Source extract –
Perhaps the fiery serpents in the wilderness were intended to serve a similar purpose. Certainly the people were not physically sick, but scripture often describes sin in terms similar to those we use to talk about cancer. While impatience and complaining probably don’t qualify as sins in anyone’s book, this story characterizes them as a symptom of a tendency among the people to turn away from God’s guidance in favor of more immediate, more understandable gratification. That, we know, was one of the ongoing struggles of the chosen people – a struggle that we have inherited in our own turn – and that path does lead to sin.
When the body of the people recognized the situation it was in, the people found themselves faces with the same choice – do we continue on with things the way they are, or do we turn toward the path of hope for the future. And, like others, they chose hope. They turned back toward God, and the burning of the seraphim became a healing presence, purging the chosen people of the death that dwelt among them, purifying them as it purified Isaiah. It still seems like an extreme solution, but sometimes the extreme is justified.
The good news for us is that the seraphim are not coming. We do not have to worry about poisonous serpents appearing among us because God has taken even more extreme action. Leaving behind the fiery servants, God has come among us to show us the hope and the promise of following God’s guidance. Through merciful grace, Christ has justified us in the eyes of the divine perspective even if – even when we don’t always realize that we need it.

Check your understanding –
1 - In the passage on the fiery serpents, what did the burning of the seraphim become once the people turned back toward God?
2 - Decide whether each statement agrees with the passage on the fiery serpents, and quote the words that settle it: (a) the people in the wilderness were physically sick; (b) the people chose hope; (c) the seraphim are still coming.
3 - Write the next few sentences of the passage on the fiery serpents, picking up after its final sentence.

Source material –

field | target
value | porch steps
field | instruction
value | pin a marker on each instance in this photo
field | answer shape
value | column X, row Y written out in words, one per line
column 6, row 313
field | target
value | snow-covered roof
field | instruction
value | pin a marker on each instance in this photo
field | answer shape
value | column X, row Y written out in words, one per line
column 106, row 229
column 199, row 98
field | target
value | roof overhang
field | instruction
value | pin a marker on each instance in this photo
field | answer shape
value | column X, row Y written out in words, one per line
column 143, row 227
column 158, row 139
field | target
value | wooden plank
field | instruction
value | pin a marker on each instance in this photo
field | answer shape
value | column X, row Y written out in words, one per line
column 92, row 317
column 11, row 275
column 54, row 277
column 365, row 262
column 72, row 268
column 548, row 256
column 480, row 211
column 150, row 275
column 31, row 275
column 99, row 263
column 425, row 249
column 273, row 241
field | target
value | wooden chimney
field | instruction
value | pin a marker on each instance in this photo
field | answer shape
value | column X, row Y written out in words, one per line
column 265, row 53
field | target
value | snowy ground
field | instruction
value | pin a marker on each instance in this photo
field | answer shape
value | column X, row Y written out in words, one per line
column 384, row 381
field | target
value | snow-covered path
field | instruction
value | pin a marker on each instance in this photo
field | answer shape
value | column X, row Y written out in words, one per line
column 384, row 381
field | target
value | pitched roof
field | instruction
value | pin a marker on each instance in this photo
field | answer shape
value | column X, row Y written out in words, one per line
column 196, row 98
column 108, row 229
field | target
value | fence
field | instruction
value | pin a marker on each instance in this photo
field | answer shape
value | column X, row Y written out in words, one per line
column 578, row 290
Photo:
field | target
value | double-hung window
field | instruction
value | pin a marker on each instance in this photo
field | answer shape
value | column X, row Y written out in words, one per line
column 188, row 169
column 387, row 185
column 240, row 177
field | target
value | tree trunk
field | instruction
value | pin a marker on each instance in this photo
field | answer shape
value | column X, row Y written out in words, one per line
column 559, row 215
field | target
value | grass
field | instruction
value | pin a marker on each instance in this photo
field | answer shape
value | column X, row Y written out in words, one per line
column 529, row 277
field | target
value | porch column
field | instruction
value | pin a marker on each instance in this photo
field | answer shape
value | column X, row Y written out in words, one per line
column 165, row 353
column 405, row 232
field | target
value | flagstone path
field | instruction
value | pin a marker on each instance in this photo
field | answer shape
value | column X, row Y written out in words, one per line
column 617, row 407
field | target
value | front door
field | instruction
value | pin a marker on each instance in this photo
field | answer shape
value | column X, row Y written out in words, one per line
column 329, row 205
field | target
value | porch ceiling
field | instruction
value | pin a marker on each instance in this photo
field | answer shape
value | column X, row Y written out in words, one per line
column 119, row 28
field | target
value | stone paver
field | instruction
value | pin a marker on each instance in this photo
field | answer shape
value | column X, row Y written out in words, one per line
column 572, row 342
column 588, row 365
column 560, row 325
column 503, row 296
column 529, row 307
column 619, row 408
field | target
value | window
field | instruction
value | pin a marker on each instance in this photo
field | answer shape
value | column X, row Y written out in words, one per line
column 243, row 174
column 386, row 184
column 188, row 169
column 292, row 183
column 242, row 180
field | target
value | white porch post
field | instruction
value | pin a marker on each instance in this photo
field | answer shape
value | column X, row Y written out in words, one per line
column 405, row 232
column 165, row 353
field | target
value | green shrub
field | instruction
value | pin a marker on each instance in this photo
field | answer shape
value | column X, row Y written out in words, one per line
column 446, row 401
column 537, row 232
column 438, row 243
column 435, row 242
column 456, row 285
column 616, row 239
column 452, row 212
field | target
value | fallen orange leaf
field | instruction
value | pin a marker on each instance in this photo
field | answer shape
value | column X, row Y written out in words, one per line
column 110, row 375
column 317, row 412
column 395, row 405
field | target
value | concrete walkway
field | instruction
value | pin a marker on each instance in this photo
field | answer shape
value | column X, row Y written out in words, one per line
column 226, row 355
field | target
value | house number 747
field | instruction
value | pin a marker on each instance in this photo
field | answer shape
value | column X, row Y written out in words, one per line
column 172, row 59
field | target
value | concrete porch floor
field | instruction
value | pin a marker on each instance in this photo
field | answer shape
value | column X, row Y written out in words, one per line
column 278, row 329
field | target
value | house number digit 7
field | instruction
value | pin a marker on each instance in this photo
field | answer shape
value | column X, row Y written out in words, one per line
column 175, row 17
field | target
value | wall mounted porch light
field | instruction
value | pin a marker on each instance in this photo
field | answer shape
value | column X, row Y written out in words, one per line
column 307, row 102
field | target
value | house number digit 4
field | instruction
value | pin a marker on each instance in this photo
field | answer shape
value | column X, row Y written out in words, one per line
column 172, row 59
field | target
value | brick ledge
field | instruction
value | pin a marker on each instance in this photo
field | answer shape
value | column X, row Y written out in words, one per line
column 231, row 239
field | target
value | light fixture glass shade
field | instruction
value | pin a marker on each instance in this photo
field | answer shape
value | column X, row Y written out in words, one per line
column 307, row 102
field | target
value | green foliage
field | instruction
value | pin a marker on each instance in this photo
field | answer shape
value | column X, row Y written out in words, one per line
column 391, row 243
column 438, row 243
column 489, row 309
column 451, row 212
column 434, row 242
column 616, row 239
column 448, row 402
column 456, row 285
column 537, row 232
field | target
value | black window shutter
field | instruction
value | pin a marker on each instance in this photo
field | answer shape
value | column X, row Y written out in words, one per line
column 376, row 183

Results of the tasks –
1 - It became a healing presence.

2 -
(a) No: "Certainly the people were not physically sick."
(b) Yes: "And, like others, they chose hope."
(c) No: "The good news for us is that the seraphim are not coming."

3 -
To paraphrase Paul’s words: ‘even though sin still lives and grows within us, Christ is continually at work, healing and purifying us.’ When we follow our own paths, trusting ourselves and our lives to the work of our hands and the wisdom of our minds, we journey more deeply into the sin and the spiritual death it brings. Yet, Christ journeys with us, rests beside us as we suffer, and stands ready with grace to heal us and bring us back to life.
In the greatness of perfect love, God desires that we turn over all that we have and all that we are to the divine guidance so that we may become all that God dreams for us. Yet, where we are impatient, God waits. When we turn away, forget the wisdom we have heard again and again God waits for us to turn back. Each time we hold a part of ourselves back, screaming “no” into the face of our teacher and protector, Christ sighs, waits for the tantrum to pass, and calls us once again to come to our senses. Every time we realize what we have done and what we are becoming, God greets our apologies with a smile, offers us a healing embrace, and invites us to accept the grace that brings new life.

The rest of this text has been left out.